■ Problem to work on
Pick up the article about Eric Berry's return to Arrowhead Stadium after its last sentence and carry it on.
-------- Provided passage
A dream months in the making finally came true Thursday night at Arrowhead Stadium.
Eric Berry, who was diagnosed with Hodgkin lymphoma last December, made his return to his home field, in front of his home fans, victorious over the cancer diagnosis that had threatened his career, and perhaps much more, just 10 months earlier.
By running out with his teammates during pre-game introductions, Berry — who was introduced last — delivered on a promise he made at the very end of a lengthy statement he released shortly after he took leave from the team late last season.
“I will be back!”
By making good on those words, Berry provided his team an emotional lift Thursday in spite of the end result: a 31-24 loss to the Denver Broncos.
“Listen, that’s a great story,” Chiefs coach Andy Reid said. “And most of all, I think it’s a big tribute to him and his family and just believing that he was going to get better.
----------------
-------- Data provided
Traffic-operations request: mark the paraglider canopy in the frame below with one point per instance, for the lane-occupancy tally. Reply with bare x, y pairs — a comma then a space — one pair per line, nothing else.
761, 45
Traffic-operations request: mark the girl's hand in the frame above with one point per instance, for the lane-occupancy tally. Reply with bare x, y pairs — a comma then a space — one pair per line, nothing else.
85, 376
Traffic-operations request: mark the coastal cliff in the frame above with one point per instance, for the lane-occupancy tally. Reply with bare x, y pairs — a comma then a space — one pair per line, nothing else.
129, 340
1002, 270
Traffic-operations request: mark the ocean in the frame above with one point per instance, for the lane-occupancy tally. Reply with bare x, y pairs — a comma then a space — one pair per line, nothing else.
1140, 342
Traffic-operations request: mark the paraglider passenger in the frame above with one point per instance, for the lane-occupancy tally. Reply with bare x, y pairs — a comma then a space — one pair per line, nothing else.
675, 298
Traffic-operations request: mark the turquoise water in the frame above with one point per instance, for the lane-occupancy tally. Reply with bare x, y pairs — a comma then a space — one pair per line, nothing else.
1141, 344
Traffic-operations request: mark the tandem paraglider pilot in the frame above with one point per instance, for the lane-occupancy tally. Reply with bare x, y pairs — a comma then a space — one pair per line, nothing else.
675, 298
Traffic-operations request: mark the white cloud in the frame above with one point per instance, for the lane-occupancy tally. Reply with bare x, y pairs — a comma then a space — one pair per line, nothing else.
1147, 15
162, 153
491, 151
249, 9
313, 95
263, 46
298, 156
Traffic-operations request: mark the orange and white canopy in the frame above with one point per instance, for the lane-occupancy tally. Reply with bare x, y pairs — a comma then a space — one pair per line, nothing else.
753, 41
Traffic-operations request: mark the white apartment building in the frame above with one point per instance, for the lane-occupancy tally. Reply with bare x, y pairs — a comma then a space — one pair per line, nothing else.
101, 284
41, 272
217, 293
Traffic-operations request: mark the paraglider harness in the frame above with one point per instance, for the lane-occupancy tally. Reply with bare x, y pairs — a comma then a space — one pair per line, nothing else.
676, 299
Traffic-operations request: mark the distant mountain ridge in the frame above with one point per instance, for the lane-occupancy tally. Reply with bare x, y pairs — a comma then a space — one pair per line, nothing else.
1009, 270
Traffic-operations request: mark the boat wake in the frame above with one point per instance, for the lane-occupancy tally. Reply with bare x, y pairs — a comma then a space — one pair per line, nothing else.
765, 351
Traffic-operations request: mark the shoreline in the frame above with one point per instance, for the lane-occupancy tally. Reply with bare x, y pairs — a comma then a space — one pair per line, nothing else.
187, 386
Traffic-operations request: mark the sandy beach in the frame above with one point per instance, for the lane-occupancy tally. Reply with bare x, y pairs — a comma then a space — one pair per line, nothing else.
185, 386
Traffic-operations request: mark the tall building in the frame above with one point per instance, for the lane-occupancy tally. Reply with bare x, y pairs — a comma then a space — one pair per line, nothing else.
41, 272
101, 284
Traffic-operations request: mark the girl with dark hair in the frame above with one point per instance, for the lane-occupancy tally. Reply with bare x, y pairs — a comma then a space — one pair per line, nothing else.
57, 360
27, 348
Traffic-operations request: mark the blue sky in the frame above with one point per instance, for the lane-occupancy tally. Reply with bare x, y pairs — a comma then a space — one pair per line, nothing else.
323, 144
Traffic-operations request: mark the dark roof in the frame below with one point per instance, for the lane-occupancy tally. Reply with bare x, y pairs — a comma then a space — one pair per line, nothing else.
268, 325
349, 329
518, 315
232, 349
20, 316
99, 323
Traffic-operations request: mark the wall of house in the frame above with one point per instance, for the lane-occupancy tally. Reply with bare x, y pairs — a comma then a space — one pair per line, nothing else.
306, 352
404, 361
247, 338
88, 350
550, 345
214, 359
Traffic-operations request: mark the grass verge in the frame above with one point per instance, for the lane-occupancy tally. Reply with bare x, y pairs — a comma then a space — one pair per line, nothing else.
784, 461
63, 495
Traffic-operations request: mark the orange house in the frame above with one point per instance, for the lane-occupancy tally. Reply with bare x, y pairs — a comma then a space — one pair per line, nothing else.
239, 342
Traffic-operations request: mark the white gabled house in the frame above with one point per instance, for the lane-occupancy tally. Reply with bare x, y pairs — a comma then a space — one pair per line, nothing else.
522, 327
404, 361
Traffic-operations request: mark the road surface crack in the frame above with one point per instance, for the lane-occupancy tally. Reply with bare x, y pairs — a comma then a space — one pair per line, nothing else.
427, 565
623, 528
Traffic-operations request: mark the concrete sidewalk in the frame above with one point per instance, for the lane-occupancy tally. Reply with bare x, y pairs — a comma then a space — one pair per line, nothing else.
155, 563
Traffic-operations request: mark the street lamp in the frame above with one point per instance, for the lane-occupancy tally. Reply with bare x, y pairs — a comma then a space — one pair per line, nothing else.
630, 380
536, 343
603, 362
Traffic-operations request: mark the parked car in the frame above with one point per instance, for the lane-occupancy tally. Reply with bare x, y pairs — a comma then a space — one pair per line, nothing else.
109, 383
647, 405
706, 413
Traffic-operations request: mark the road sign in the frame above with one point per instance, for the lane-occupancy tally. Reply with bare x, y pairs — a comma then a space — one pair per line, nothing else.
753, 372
----------------
■ Expected output
“His primary doctor that took care of him, and the nurses and everybody else. I mean, there’s a lot of people that got affected. But most of all, it’s just great that he’s alive and that he can play. It’s a beautiful thing.”
What’s more, Berry appears to be taking on more of a workload. After playing on 48 of 77 possible defensive snaps in the Chiefs’ season-opening win over Houston, Berry played in 71 of 73 snaps against the Broncos.
Berry replaced safety Husain Abdullah — a starter last year — in the Chiefs’ base defense.
“He’s just been doing well,” Reid said of Berry. “He keeps getting better and better.”
Reid said Berry, who finished with four tackles, is close to where he was physically before the illness.
“Yeah, I think he’s pretty close, I’d probably say he’s pretty close,” Reid said. “I haven’t seen where it’s not … maybe he wasn’t reading or his hips or something like that, but it looks like he’s got all of his stuff, he really does.”
That makes sense. Before the Chiefs allowed Berry, 26, to return to the practice field for training camp, they put him through rigorous strength testing. He shined, benching 275 pounds five times and squatting 325 pounds five times.
Much of that can be attributed to his work ethic. Berry continued to work out during his recovery, even as he was going through six rounds of energy-sapping chemotherapy.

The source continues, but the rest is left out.